--- Exercise instructions ---
Reproduce the data exactly; no word may be added or dropped.
++++ Supplied information ++++
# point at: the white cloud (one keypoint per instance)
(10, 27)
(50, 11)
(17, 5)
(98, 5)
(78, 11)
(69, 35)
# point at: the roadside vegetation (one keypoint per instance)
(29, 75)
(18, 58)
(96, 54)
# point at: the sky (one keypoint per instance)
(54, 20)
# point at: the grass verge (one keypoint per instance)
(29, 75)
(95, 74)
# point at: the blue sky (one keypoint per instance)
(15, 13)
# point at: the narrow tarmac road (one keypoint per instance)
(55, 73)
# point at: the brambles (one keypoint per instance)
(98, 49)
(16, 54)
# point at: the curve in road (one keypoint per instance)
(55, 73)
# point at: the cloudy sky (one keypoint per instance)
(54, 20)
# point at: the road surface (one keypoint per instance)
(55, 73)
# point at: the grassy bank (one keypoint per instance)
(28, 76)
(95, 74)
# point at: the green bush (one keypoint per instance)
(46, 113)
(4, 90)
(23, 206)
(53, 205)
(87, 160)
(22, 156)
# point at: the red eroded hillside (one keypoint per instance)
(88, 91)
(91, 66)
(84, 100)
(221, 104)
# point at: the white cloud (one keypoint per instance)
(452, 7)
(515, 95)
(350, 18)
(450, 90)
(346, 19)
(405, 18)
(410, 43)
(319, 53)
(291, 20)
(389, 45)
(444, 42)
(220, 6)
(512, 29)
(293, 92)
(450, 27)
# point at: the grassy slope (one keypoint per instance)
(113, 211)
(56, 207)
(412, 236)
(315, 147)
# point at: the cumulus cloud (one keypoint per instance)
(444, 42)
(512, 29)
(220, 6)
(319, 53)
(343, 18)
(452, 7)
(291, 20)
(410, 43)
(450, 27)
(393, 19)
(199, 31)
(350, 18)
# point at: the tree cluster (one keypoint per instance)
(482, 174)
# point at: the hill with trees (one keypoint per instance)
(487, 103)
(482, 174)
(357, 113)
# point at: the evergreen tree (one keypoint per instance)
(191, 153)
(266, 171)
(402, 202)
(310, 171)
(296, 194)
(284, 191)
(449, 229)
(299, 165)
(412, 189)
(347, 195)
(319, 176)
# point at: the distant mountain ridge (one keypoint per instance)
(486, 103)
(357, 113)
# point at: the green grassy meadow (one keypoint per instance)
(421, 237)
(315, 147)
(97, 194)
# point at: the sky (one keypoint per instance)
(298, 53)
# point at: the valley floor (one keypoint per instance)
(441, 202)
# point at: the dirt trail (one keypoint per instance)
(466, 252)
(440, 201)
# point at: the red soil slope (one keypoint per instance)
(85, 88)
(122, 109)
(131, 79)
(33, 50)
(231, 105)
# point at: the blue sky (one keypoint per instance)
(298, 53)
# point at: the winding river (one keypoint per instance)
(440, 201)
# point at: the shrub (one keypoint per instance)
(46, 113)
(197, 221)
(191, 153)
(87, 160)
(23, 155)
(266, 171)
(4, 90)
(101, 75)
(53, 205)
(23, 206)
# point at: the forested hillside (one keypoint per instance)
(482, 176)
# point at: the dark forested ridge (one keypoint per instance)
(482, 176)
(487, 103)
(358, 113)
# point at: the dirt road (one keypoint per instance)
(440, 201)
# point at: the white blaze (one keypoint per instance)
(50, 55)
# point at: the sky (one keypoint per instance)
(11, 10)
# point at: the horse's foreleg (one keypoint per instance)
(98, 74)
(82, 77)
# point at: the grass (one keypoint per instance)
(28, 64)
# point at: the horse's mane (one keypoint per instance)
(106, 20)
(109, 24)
++++
--- Your solution ---
# point at: the white cloud (one keypoint per instance)
(10, 27)
(50, 11)
(17, 5)
(98, 5)
(78, 11)
(69, 35)
# point at: the roadside vegetation (one keypoint per instance)
(29, 75)
(18, 58)
(96, 54)
# point at: the sky (one keypoint per instance)
(54, 20)
# point at: the grass verge (one keypoint per instance)
(29, 75)
(95, 74)
# point at: the blue sky (one keypoint per instance)
(15, 13)
# point at: the narrow tarmac road (one keypoint per instance)
(55, 73)
# point at: the brambles (one keypoint per instance)
(98, 49)
(16, 54)
# point at: the curve in road (one keypoint per instance)
(55, 73)
# point at: the cloudy sky (one keypoint per instance)
(54, 20)
# point at: the road surface (one keypoint per instance)
(55, 73)
# point at: the grassy bank (one keypoint per instance)
(28, 76)
(95, 74)
# point at: the green bush (one keypoint per instance)
(46, 113)
(4, 90)
(23, 206)
(53, 205)
(87, 160)
(22, 156)
# point at: the red eroded hillside (one keypoint per instance)
(88, 91)
(91, 66)
(84, 100)
(221, 104)
# point at: the white cloud (one keypoint per instance)
(452, 7)
(515, 95)
(350, 18)
(450, 90)
(346, 19)
(405, 18)
(410, 43)
(319, 53)
(291, 20)
(389, 45)
(444, 42)
(220, 6)
(512, 29)
(293, 92)
(450, 27)
# point at: the grassy slope (one keypoint per instance)
(113, 211)
(56, 207)
(412, 236)
(315, 147)
# point at: the cumulus cloud (one keypoint per instance)
(444, 42)
(512, 29)
(220, 6)
(319, 53)
(343, 18)
(452, 7)
(291, 20)
(410, 43)
(450, 27)
(393, 19)
(199, 31)
(350, 18)
# point at: the tree cluster (one keypoint per instance)
(482, 174)
# point at: the hill with trees (one keypoint per instance)
(487, 103)
(482, 174)
(357, 113)
# point at: the evergreen tree (one keypoint per instance)
(191, 153)
(266, 171)
(402, 202)
(310, 171)
(296, 194)
(284, 191)
(449, 229)
(299, 165)
(412, 189)
(347, 195)
(319, 176)
# point at: the distant mountain ridge (one keypoint per instance)
(486, 103)
(357, 113)
# point at: the green grassy meadow (one keypoint per instance)
(421, 237)
(315, 147)
(97, 194)
# point at: the sky (one keypoint per instance)
(298, 53)
# point at: the valley floor (one keypoint per instance)
(441, 202)
# point at: the dirt trail (one keypoint per instance)
(466, 252)
(440, 201)
# point at: the red soil slope (one keypoint per instance)
(85, 88)
(122, 109)
(131, 79)
(33, 50)
(231, 105)
# point at: the blue sky (one keypoint per instance)
(298, 53)
# point at: the winding river (one keypoint per instance)
(440, 201)
# point at: the shrub (one keypoint per instance)
(46, 113)
(197, 221)
(191, 153)
(87, 160)
(23, 155)
(266, 171)
(4, 90)
(101, 75)
(53, 205)
(23, 206)
# point at: the forested hillside (one keypoint per instance)
(482, 176)
# point at: the dark forested ridge (one keypoint per instance)
(482, 176)
(487, 103)
(358, 113)
# point at: the dirt road (one keypoint per instance)
(440, 201)
# point at: the white blaze (one keypoint per instance)
(50, 55)
# point at: the sky (one keypoint per instance)
(11, 10)
# point at: the horse's foreleg (one keypoint per instance)
(98, 74)
(82, 77)
# point at: the grass (one keypoint per instance)
(28, 64)
# point at: the horse's mane (one keypoint per instance)
(106, 20)
(109, 24)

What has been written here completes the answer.